Testo da leggere ::
Renato Rozzi, grande studioso. Innamorato di Cremona ma assai critico con la sua comunità
Non è un caso che Renato Rozzi, da poco scomparso, abbia scritto un breve saggio autobiografico dal titolo “Nato a", Cremonabooks, 2003, dopo molte pubblicazioni concettose e anche specialistiche, con case editrici tra le maggiori in Italia: Psicologi e operai (Feltrinelli, 1975); Suolo urbano e popolazione, (Franco Angeli, 1980) con Carlo Carozzi; Costruire e distruggere. Dove va il lavoro umano? (Il Mulino,1997). Alcune anche dedicate a Cremona: Cremona tra città e campagna (Turris, 1987) con Michele De Crecchio; I cremonesi e Farinacci, (Biblioteca Statale di Cremona, 1991), che sollevò un vespaio di critiche.
Dopo tanti anni lontano dalla sua terra, superati i 70, Renato volle ripensare il suo rapporto viscerale con la terra di origine, con i suoi abitanti, con la sua storia, che ci accompagna. Come fece, tra l’altro il suo grande amico, Corrado Stajano. Scrisse: “Ho le radici a Cremona, ma il resto non è qui. Son diventato adulto fuori dall’ambiente della mia giovinezza, ed anche in contrasto con esso, passando dall’immersione infantile al disincanto attuale”. Rozzi, infatti, rimase lontano dalla sua città per decenni: l’Università alla statale di Milano, dove si era laureato con Cesare Musatti (psicoanalista) ed Enzo Paci (di formazione fenomenologica). In questo ambiente entrò in rapporto con intellettuali dell’Est, critici col sistema del socialismo sovietico: “avevamo contatti con l’opposizione comunista al comunismo, con Kosik; io sono stato uno dei primi a conoscerlo, avevamo dei rapporti riservati, anche con Patocka, grande filosofo. Queste persone erano a lato, perseguitate, gente che aveva lottato contro il nazismo e adesso era perseguitata anche dal comunismo”.
Poi il lavoro negli anni ’60 come psicologo presso l’Olivetti di Ivrea. Lo andammo a trovare nel 1964 in quattro o cinque “compagni” di Cremona e ci guidò a visitare lo stabilimento, uno dei più avanzati d’Europa, dove potemmo osservare le famose “catene di montaggio”. Renato diceva che tutta una serie di studiosi della classe operaia e del sistema fabbrica non aveva mai visto un operaio al lavoro. Poi i trasferimenti nelle Università dove era stato chiamato come docente: Università di Trento, Cosenza, Urbino e Verona.

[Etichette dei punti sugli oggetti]
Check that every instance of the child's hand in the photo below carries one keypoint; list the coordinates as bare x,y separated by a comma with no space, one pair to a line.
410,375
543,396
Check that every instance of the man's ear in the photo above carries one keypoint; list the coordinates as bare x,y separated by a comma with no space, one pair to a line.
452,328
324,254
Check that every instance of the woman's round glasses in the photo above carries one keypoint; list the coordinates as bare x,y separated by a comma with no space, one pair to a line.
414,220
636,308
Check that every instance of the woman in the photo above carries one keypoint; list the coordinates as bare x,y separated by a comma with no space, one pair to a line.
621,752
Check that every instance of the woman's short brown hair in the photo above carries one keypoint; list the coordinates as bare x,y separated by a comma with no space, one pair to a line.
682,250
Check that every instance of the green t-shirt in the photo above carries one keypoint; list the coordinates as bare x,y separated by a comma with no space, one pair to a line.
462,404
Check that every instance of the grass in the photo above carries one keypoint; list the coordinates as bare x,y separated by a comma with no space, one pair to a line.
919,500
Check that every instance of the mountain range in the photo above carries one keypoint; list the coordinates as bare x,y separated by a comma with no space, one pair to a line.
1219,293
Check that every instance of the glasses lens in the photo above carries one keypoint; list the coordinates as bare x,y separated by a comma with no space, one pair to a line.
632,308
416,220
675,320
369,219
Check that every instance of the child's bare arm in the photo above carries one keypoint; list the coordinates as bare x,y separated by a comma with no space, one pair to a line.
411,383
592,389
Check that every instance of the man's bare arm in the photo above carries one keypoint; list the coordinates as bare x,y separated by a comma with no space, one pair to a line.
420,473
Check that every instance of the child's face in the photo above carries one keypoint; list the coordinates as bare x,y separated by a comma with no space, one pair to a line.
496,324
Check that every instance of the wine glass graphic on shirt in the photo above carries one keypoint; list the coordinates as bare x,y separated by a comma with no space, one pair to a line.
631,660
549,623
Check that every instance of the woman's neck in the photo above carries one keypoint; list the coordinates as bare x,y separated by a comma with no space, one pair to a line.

I tuoi compiti ::
1. Elenca le università in cui, secondo il testo su Renato Rozzi, egli fu chiamato come docente.
2. Prosegui il testo su Renato Rozzi a partire dall'ultima frase riportata.
In questo esercizio i dati non hanno alcun ruolo.

Risposte all'esercizio ::
1. Trento, Cosenza, Urbino e Verona.

2.
Da queste sue esperienze, Rozzi inizia un suo personale viaggio nella sua comunità di origine, maturando un sempre più grande di estraneità. Amore ed estraneità, questo un motivo conduttore della sua vita di uomo, di studioso, di ricercatore, di autobiografo, per cercare di capire se stesso attraverso la storia della propria terra: “Più me ne sono allontanato aprendomi alle tante diversità del mondo, più ho sentito il bisogno di capire da vicino l’angolo della terra in cui mi è capitato di nascere”. Ma siccome non è facile capire i cremonesi, come mi ha scritto nella dedica a un mio libro che gli avevo donato, alla fine si trova a dire: “Ho reso ancora visibile il bisogno di rivolgermi a questa comunità, come una remota famiglia allargata, anche se essa m’appare sempre più sconosciuta, persino immemore di se stessa, diciamo affaccendata a rappresentarsi in un’immagine che non condivido”.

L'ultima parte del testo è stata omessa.